Task instructions:
Which of the lines in the data below contain the string "every"? Copy each of them.
Start of Source material
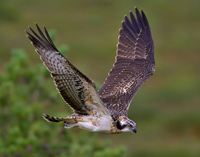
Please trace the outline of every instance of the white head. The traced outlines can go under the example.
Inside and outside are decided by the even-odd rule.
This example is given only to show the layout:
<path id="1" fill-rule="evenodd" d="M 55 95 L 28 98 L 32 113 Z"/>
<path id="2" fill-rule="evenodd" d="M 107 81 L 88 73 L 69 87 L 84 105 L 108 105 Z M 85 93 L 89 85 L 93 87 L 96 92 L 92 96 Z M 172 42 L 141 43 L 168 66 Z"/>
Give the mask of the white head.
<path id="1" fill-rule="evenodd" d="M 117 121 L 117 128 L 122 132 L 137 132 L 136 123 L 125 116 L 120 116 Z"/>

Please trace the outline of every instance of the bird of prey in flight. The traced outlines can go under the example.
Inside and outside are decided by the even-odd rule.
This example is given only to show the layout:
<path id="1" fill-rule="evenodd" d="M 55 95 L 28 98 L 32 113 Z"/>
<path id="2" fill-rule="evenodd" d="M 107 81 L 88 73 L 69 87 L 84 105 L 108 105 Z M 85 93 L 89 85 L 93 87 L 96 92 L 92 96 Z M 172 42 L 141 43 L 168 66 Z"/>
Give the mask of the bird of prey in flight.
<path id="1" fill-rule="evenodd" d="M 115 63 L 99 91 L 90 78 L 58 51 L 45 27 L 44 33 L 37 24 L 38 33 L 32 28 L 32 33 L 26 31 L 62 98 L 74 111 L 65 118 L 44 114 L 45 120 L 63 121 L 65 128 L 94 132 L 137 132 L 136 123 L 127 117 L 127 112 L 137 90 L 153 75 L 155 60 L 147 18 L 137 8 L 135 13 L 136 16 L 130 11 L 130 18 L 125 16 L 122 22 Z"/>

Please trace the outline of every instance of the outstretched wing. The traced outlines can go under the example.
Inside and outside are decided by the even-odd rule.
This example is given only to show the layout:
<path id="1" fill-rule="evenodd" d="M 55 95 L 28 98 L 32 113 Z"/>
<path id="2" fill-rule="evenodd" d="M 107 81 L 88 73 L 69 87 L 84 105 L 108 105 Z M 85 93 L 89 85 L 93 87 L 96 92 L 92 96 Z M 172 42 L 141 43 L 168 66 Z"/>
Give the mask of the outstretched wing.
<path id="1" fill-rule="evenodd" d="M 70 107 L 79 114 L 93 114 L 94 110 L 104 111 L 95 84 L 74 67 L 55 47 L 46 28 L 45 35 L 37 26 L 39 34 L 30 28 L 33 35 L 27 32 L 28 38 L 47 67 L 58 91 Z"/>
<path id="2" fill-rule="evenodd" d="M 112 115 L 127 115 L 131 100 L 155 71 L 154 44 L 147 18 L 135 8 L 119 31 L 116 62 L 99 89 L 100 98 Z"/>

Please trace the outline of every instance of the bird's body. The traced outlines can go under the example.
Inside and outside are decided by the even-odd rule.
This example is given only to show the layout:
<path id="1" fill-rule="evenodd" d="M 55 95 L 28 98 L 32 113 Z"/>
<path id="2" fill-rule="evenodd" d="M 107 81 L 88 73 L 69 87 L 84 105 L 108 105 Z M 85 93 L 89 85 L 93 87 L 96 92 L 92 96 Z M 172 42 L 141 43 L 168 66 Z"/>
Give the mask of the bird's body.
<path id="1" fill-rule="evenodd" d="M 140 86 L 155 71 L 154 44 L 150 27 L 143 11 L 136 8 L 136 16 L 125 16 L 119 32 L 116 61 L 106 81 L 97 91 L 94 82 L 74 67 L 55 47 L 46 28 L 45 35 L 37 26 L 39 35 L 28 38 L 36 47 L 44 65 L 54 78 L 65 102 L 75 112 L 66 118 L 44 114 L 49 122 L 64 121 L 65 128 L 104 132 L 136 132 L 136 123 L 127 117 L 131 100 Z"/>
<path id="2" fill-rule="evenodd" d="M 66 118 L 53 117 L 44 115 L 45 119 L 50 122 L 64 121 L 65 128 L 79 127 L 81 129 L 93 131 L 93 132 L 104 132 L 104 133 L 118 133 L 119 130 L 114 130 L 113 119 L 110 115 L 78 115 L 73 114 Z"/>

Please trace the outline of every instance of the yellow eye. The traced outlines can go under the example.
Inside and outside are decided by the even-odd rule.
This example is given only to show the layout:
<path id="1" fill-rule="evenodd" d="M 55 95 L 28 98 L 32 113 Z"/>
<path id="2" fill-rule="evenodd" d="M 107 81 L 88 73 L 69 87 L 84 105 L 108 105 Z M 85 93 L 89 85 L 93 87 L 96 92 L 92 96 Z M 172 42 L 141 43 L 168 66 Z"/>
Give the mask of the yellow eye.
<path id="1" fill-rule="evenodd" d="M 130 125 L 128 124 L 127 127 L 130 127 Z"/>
End of Source material
Start of Source material
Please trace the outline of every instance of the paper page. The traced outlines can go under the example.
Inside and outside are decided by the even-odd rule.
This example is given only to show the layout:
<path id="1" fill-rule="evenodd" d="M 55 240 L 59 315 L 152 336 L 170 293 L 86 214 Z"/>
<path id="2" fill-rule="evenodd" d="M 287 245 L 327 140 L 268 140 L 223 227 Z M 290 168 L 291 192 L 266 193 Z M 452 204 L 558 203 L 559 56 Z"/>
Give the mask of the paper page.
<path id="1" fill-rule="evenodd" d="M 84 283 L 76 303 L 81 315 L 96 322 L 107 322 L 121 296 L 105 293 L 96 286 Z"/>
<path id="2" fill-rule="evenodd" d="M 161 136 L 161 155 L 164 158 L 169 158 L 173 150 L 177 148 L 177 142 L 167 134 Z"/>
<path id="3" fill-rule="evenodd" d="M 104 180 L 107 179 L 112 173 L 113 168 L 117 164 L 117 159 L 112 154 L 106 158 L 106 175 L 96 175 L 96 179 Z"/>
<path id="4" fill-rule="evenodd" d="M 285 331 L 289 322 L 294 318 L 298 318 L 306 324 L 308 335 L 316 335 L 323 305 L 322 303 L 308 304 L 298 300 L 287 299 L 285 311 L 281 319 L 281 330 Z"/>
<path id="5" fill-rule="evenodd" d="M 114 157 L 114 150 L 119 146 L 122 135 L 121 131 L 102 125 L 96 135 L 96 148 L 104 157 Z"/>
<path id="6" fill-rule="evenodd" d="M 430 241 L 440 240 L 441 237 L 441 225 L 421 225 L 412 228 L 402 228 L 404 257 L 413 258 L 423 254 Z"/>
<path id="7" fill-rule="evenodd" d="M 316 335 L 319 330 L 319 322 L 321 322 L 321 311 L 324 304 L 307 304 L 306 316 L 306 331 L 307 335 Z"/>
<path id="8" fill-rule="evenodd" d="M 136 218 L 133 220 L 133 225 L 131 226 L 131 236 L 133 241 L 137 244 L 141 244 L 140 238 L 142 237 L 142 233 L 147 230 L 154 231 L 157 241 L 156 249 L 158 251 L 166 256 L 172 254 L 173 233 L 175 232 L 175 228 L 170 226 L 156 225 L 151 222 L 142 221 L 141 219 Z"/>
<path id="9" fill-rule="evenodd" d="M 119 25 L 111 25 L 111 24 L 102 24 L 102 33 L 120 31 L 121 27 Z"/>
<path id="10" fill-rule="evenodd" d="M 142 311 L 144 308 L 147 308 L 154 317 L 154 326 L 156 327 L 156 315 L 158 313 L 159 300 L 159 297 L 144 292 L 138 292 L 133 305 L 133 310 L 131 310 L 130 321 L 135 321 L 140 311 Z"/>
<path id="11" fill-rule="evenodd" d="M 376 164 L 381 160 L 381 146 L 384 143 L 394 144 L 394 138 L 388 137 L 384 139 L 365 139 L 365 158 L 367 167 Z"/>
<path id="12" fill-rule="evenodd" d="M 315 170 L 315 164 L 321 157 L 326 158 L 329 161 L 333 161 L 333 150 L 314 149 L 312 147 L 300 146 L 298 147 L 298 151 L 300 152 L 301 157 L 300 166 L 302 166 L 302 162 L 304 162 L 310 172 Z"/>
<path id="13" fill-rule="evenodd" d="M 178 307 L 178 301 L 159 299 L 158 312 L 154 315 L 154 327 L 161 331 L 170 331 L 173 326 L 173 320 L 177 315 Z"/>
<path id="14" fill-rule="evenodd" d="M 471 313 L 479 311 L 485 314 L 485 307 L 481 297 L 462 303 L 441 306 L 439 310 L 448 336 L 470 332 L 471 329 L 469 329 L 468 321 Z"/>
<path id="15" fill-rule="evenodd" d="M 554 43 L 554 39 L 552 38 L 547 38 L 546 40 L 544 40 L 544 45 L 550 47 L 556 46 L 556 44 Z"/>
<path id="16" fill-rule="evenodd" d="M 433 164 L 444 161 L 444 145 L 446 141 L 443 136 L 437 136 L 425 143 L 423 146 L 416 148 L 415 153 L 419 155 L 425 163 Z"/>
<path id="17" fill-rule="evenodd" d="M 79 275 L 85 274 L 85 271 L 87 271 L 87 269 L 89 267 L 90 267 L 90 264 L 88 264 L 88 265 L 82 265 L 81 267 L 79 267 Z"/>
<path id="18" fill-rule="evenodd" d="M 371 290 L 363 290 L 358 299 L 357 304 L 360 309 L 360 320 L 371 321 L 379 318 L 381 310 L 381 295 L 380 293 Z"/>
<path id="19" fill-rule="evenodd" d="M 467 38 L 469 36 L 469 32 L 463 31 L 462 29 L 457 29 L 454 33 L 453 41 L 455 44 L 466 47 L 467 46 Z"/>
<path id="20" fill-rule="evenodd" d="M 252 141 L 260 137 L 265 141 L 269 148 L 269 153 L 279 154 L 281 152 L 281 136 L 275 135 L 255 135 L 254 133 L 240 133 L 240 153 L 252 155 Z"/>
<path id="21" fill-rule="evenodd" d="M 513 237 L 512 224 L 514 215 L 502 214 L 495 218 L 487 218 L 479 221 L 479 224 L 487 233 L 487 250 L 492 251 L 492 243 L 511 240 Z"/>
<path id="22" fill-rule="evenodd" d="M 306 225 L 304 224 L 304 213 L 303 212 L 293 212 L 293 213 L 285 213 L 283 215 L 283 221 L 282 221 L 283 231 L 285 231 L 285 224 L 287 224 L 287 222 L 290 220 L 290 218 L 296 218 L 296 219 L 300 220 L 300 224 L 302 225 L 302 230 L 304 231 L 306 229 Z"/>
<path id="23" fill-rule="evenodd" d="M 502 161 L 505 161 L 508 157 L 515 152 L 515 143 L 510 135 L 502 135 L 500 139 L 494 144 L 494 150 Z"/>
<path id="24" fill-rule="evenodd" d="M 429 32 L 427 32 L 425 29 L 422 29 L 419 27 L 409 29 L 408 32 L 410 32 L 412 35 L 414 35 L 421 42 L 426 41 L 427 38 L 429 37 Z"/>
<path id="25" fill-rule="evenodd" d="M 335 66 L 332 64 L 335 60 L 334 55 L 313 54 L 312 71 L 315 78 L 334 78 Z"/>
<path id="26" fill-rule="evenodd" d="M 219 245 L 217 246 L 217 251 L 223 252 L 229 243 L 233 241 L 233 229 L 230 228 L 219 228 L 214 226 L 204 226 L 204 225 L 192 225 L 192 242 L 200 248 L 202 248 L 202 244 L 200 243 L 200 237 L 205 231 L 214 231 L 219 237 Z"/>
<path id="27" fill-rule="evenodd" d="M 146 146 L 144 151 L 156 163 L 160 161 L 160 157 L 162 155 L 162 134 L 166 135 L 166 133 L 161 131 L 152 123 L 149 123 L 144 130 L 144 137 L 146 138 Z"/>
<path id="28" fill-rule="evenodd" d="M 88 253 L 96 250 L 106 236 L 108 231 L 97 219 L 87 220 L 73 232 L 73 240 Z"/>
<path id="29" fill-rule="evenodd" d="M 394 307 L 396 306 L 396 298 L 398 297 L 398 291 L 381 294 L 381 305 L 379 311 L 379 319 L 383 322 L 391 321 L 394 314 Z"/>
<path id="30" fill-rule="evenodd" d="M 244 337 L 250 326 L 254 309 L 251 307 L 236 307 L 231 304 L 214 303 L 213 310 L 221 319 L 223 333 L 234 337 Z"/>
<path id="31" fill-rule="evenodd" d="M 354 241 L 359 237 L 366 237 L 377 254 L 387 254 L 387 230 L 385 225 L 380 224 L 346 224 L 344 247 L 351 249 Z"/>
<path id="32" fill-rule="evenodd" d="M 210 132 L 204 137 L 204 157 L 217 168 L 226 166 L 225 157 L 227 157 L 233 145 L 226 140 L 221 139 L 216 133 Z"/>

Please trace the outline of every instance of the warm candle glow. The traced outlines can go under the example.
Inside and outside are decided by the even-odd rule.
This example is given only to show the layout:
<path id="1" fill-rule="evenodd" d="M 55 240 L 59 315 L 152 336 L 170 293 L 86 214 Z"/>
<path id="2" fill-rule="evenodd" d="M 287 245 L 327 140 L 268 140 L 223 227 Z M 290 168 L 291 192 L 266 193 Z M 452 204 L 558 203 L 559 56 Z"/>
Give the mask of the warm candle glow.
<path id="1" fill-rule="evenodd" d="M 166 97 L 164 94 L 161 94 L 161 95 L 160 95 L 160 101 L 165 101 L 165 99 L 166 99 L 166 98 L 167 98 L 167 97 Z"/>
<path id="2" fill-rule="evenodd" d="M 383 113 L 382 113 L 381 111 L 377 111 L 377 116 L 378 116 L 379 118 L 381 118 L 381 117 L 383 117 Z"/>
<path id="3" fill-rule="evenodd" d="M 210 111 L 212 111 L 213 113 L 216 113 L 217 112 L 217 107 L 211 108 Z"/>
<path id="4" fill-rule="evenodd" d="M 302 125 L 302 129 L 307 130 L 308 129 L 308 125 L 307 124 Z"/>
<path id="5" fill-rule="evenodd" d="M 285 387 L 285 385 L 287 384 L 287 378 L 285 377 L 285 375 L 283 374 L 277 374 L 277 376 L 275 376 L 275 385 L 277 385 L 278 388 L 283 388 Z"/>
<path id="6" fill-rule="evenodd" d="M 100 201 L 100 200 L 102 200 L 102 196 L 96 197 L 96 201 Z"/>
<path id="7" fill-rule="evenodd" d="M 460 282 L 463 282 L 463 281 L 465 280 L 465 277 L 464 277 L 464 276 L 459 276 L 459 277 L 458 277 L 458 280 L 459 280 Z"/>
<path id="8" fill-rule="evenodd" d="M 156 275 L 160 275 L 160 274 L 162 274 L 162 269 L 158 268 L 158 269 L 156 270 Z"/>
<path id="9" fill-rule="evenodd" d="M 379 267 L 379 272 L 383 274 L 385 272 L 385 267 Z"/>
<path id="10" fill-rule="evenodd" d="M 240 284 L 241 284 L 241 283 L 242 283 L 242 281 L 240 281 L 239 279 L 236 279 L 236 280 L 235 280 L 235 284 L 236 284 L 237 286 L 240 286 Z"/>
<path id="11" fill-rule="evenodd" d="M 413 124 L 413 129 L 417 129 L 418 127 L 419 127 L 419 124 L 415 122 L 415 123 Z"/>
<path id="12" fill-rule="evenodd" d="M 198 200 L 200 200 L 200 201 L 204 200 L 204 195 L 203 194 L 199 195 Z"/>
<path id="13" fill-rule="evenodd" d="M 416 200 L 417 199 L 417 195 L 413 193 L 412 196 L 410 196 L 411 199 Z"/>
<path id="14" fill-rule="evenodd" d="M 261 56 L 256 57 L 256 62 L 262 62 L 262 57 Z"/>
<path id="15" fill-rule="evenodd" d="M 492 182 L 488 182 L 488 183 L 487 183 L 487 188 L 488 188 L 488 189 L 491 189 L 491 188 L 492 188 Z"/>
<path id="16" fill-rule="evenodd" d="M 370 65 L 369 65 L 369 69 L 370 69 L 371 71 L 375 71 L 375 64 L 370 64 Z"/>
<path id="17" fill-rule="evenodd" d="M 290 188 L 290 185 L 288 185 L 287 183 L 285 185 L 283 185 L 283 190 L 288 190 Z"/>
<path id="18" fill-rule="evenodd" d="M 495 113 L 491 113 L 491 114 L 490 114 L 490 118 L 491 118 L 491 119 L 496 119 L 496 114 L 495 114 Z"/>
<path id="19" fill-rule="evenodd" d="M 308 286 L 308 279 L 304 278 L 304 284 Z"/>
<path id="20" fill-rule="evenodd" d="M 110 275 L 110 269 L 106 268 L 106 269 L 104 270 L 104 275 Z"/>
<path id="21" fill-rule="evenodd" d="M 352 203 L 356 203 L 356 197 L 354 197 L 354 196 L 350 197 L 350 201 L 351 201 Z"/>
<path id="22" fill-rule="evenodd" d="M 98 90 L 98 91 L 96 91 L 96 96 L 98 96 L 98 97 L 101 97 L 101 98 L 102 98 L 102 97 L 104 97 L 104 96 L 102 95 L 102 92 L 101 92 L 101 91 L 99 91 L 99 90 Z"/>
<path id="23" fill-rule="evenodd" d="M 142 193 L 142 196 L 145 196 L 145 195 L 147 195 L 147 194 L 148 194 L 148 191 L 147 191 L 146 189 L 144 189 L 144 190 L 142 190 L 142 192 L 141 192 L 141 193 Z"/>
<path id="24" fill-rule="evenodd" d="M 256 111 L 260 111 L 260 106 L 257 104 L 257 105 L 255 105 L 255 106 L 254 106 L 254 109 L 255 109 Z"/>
End of Source material
Start of Source material
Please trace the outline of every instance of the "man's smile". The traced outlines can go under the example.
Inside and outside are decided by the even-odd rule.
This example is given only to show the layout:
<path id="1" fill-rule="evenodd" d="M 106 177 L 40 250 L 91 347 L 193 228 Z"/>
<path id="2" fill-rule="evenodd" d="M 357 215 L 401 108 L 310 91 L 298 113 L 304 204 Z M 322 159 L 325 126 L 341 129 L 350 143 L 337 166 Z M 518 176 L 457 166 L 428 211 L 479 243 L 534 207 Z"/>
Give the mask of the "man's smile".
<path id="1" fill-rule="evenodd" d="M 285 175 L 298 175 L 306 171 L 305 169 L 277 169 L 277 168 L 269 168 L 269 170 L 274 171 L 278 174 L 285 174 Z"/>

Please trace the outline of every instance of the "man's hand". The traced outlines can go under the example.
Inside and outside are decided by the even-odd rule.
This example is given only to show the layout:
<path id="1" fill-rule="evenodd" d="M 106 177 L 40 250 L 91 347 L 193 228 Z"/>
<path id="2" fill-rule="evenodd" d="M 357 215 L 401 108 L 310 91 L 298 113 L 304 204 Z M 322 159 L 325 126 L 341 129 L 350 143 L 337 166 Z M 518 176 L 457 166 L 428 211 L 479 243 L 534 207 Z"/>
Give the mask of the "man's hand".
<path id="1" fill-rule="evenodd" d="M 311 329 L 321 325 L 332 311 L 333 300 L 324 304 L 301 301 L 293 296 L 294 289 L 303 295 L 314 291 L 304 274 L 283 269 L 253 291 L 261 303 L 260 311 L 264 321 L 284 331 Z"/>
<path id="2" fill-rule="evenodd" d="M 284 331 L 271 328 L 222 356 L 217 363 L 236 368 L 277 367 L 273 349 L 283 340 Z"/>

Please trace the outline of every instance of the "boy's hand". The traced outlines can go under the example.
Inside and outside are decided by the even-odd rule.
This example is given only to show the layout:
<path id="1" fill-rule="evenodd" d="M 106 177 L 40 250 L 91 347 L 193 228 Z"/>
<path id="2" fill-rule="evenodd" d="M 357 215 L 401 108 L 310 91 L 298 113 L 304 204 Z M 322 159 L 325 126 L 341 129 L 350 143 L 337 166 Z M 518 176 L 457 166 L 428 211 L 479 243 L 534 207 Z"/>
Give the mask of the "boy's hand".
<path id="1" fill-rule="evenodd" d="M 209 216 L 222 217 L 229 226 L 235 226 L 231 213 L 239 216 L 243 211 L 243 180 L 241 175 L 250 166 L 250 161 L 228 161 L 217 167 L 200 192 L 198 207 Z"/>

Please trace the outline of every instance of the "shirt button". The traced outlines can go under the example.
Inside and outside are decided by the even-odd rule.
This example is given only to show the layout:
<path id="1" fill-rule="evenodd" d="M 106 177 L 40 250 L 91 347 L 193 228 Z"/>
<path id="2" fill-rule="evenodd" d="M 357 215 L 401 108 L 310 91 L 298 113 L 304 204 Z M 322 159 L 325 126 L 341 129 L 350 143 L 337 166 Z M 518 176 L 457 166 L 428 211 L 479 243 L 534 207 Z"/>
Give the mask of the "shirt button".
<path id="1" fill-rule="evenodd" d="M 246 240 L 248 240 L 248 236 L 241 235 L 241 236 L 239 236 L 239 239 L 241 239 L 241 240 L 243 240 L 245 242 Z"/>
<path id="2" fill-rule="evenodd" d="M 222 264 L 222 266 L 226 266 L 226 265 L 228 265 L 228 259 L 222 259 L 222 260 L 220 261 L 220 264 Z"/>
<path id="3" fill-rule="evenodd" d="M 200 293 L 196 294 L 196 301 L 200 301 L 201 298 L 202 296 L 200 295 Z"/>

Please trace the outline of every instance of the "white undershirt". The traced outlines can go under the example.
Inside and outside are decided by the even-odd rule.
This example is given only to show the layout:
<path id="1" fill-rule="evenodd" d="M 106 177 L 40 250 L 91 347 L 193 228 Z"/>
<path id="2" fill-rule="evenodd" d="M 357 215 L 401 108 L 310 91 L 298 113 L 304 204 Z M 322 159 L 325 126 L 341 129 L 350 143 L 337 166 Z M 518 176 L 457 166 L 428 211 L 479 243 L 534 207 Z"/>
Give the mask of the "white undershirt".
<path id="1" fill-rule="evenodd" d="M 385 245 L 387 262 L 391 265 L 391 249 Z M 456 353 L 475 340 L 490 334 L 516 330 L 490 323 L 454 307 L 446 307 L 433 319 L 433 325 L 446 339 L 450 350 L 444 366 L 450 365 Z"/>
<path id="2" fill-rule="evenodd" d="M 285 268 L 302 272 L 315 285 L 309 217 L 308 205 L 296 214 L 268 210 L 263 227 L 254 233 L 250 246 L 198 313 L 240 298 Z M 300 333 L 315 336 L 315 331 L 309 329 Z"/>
End of Source material
Task response:
Please trace the outline of every instance of the white head. The traced outlines can go under the example.
Please trace the outline of every instance of the bird of prey in flight. The traced outlines can go under the example.
Please trace the outline of every instance of the outstretched wing. The traced outlines can go under the example.
Please trace the outline of every instance of the bird's body. The traced outlines can go under the example.
Please trace the outline of every instance of the yellow eye. The traced outlines can go under the example.
Please trace the outline of every instance of the paper page. The traced outlines can go under the example.
Please trace the outline of every instance of the warm candle glow. The traced outlines can go under the example.
Please trace the outline of every instance of the "man's smile". The traced outlines can go under the example.
Please trace the outline of every instance of the "man's hand". The traced outlines can go under the example.
Please trace the outline of every instance of the "boy's hand". The traced outlines can go under the example.
Please trace the outline of every instance of the "shirt button". The traced outlines can go under the example.
Please trace the outline of every instance of the "white undershirt". The traced outlines can go under the example.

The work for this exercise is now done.